What this task involves: Reproduce every line of the material below, but drop the pictures.

Task material:
--------

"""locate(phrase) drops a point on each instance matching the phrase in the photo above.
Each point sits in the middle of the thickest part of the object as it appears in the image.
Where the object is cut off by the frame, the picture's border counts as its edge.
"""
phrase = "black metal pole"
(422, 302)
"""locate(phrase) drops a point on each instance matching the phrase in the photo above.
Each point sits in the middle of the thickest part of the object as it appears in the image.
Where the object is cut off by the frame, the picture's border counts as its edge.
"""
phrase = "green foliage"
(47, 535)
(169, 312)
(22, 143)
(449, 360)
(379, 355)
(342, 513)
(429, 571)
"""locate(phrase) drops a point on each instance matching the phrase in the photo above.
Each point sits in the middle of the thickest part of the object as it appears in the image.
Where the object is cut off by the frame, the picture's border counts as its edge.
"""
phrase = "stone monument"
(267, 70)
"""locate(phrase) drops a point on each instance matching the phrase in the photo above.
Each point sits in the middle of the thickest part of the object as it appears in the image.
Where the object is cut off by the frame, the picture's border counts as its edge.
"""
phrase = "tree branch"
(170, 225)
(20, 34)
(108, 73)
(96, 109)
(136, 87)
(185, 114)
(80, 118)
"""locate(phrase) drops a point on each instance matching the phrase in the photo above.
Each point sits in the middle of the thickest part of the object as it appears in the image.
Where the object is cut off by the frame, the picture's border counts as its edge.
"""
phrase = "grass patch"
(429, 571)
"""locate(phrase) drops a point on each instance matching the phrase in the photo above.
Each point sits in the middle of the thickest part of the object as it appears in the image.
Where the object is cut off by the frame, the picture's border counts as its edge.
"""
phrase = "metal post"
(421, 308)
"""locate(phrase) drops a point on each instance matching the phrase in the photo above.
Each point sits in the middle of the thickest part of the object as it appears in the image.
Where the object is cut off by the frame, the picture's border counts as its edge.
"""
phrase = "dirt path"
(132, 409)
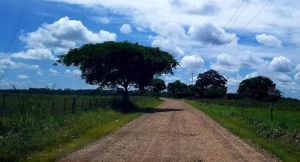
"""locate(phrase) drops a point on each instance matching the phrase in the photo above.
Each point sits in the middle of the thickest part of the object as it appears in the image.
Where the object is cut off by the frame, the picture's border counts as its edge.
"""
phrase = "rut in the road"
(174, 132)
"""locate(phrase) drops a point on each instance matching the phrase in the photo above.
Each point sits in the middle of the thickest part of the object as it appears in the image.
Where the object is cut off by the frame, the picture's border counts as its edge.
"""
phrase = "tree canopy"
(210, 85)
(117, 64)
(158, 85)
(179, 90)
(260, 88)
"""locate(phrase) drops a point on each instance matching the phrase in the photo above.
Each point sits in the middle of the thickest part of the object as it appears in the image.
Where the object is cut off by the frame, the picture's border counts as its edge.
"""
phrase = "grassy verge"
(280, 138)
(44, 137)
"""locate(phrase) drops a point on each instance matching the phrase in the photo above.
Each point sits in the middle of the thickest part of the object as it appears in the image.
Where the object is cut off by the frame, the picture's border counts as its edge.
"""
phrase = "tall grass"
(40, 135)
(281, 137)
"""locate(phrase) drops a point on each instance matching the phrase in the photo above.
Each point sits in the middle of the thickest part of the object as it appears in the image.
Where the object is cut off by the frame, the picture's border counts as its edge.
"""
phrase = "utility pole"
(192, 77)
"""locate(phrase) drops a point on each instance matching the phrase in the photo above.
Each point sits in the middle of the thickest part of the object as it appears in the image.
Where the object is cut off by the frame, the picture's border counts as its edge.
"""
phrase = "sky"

--------

Answer:
"""locate(phrase) drops a point on each instance matching the phrase in the photo above.
Each point sits in the middle of the thickest part of the object as it appears in the image.
Where the object is cut off by the frame, the picture's border counts as its edge.
"""
phrase = "black metal pole"
(422, 302)
"""locate(phrase) drops a point on each instance matching the phrase in the photo above.
Each point sits in the middle of the thickest part of the object as it appears in the image.
Where the object is cut off by the frame, the picture's border counts as its edge.
"""
phrase = "green foliage"
(47, 535)
(169, 312)
(22, 143)
(449, 360)
(379, 355)
(342, 513)
(429, 571)
"""locate(phrase) drops a point on each instance matching the phrase in the photo above.
Each point sits in the middle of the thickest part of the object as it appears in the image.
Where the object is cut off by the frame, the picture's border counts as its edge.
"""
phrase = "stone monument"
(267, 70)
"""locate(phrase) drops a point on each instance matching the phrase in the photo above.
Each point sits in the middle of the thickest part of the object as it appears in the image.
Where the object is cut off by the frame, the picture's border counts as its edge.
"""
phrase = "tree branch"
(170, 225)
(20, 34)
(108, 73)
(96, 109)
(136, 87)
(185, 114)
(80, 118)
"""locate(phrase) drops a point on each instance matching the phrase in the photo above.
Each point sits in the middle of the thickest part of the object as it appears in the image.
Where the object is cut off by the frame, the picture's border counts as its edge.
"""
phrase = "grass patch"
(429, 571)
"""locate(phrase) drops a point on each instance matching the phrase in the photo above.
Each point sits in the middle of the thickest part of the object as it appears in the image.
Where the object is cut off by the frame, the picture's border counts as its edge.
"""
phrase = "metal post"
(421, 308)
"""locate(phrase) drops a point on each instance matching the phrase in the photo above.
Each point sits in the middle of the thickest part of the object as it appears in the image.
Where the object is cut off by the frame, the picture's border counts as its edge.
"""
phrase = "dirt path"
(132, 409)
"""locate(phrase) drops a point on each instance matching the phrase in the photo above.
Each point sits in the middle of the thickest part of the object as it appears in the image.
Where the object is cut off by the frame, the picture's border counts as its edge.
"""
phrase = "rut in the road"
(174, 132)
"""locate(phrase) drops a point on each instance matching the phrase in the photo above.
Each point sits in the middle of the thickest part of the object as it appears in the image.
Where the object is cut off by the frame, the picture's border counts as its edge.
"""
phrase = "tree canopy"
(210, 85)
(117, 64)
(158, 85)
(179, 90)
(260, 88)
"""locate(phrase) drops a point on each instance matching the phrase in the photo above.
Each point sits in the middle of the thickest part of the object as it appears in the image.
Where the object is cut off by the frame, the picture's border counts as its edge.
"""
phrase = "grassy verge"
(280, 138)
(44, 137)
"""locate(phrase) drops a point on each instance matching the phrase in the photo above.
Each point sits in the middle of the thickest part of the object as it appears in the image.
Where the object is cut off by the frame, the picture's border counts as its edge.
"""
phrase = "tall grass"
(40, 135)
(281, 137)
"""locate(phrase) drops a point on each instance matching the phrase in the photo above.
Each point sits in the middle of the thickest part of the object as it appears in the image.
Where the object is cut off by the frame, the picture's border counts as its edge.
"""
phrase = "utility pole"
(192, 77)
"""locate(phrase) drops a point on each instance matching the phrase in the photo above.
Each point sits in the middle of the thickest part of the object as it appears in the image.
Where the object is cut off by the frame, the picture's border counts as its edge.
"""
phrase = "sky"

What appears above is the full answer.